What is needed: Which lines in the material below contain the string "blurred"? Select and copy each of them.

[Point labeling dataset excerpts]

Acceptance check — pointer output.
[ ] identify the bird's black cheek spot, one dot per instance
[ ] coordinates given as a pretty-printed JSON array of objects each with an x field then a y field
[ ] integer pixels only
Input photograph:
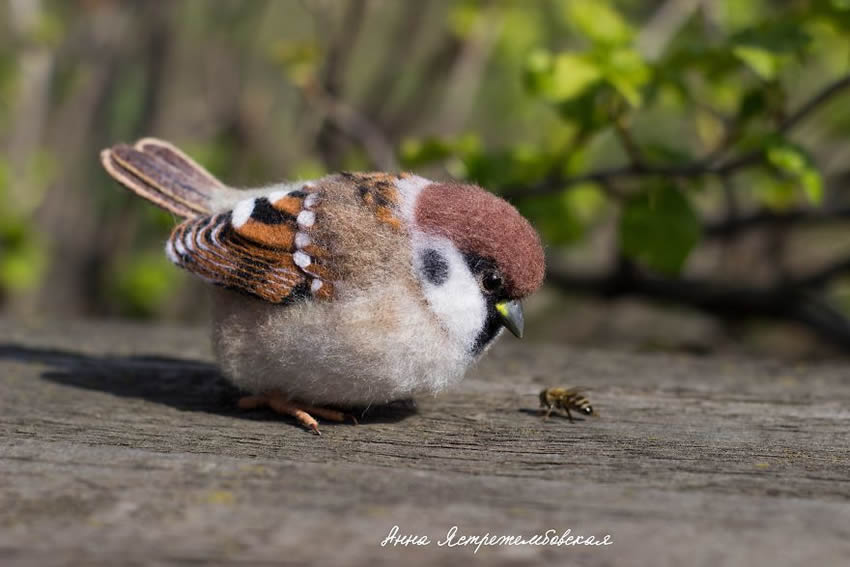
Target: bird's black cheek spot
[{"x": 435, "y": 266}]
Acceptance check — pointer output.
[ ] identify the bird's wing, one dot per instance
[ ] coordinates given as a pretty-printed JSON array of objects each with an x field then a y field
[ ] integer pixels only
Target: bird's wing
[{"x": 263, "y": 247}]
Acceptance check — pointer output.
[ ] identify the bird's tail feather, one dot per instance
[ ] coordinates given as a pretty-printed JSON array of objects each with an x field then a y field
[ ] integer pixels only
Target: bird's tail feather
[{"x": 164, "y": 175}]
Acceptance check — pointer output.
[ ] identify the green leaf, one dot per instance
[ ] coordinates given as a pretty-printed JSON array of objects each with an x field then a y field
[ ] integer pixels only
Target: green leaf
[
  {"x": 796, "y": 162},
  {"x": 560, "y": 78},
  {"x": 764, "y": 63},
  {"x": 659, "y": 228},
  {"x": 599, "y": 22},
  {"x": 627, "y": 72}
]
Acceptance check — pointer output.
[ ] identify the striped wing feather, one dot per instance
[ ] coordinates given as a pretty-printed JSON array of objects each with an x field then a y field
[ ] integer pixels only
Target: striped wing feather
[{"x": 263, "y": 247}]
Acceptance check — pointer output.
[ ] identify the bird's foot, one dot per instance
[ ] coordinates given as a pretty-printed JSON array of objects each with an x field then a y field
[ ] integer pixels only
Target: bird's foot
[{"x": 302, "y": 412}]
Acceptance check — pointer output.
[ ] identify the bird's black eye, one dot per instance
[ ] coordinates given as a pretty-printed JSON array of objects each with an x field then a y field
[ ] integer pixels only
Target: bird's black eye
[{"x": 491, "y": 282}]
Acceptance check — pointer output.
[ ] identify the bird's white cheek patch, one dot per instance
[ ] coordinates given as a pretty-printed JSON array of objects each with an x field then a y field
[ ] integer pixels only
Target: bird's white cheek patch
[{"x": 457, "y": 300}]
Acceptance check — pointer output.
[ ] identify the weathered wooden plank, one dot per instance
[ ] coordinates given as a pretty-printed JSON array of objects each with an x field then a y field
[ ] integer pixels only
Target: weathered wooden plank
[{"x": 119, "y": 443}]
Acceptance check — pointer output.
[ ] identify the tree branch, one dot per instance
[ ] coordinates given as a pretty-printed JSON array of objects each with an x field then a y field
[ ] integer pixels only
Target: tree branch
[
  {"x": 698, "y": 168},
  {"x": 782, "y": 302}
]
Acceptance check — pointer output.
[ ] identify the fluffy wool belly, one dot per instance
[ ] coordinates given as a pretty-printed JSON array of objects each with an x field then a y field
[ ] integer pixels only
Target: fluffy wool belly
[{"x": 375, "y": 347}]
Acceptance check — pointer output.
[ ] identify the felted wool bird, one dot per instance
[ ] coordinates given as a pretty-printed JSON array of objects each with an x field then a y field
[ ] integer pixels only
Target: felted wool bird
[{"x": 352, "y": 289}]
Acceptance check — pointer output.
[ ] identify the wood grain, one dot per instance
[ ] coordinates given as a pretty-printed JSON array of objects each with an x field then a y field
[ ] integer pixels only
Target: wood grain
[{"x": 120, "y": 444}]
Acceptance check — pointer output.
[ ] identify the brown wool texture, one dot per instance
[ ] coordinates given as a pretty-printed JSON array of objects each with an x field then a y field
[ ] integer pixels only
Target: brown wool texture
[{"x": 477, "y": 221}]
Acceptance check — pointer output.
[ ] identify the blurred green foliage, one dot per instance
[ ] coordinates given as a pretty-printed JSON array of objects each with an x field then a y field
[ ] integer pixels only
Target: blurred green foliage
[{"x": 524, "y": 98}]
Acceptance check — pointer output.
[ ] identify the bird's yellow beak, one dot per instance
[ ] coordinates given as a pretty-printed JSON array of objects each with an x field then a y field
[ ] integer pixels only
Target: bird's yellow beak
[{"x": 511, "y": 314}]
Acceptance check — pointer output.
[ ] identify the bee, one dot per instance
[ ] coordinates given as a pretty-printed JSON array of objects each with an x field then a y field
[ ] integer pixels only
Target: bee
[{"x": 565, "y": 399}]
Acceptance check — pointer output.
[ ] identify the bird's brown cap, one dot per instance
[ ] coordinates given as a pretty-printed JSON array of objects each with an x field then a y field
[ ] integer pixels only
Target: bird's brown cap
[{"x": 479, "y": 222}]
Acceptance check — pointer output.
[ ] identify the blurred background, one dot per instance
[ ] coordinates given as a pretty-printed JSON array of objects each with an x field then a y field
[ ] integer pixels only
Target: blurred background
[{"x": 687, "y": 161}]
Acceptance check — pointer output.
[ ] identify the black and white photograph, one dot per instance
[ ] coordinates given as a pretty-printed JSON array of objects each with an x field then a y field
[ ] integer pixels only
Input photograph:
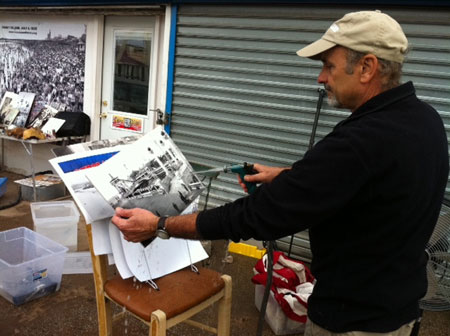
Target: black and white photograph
[
  {"x": 8, "y": 100},
  {"x": 43, "y": 116},
  {"x": 46, "y": 59},
  {"x": 151, "y": 174},
  {"x": 24, "y": 104}
]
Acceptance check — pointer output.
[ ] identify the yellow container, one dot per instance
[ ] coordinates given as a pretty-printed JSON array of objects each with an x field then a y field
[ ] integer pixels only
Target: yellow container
[{"x": 247, "y": 250}]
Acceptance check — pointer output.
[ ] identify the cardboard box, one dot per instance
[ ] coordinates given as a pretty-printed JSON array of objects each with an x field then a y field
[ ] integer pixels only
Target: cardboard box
[{"x": 30, "y": 265}]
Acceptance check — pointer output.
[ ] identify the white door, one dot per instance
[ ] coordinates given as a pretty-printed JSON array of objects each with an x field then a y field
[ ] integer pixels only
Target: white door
[{"x": 129, "y": 83}]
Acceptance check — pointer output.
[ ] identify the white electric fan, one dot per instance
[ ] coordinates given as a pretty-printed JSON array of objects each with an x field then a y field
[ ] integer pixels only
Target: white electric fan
[{"x": 437, "y": 297}]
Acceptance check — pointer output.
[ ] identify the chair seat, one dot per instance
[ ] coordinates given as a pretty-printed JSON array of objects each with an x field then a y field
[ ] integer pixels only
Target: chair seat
[{"x": 179, "y": 291}]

Exercise solution:
[ ] identify the blurred green foliage, one dot per instance
Target: blurred green foliage
[ ] identify the blurred background, one dot per instance
Target: blurred background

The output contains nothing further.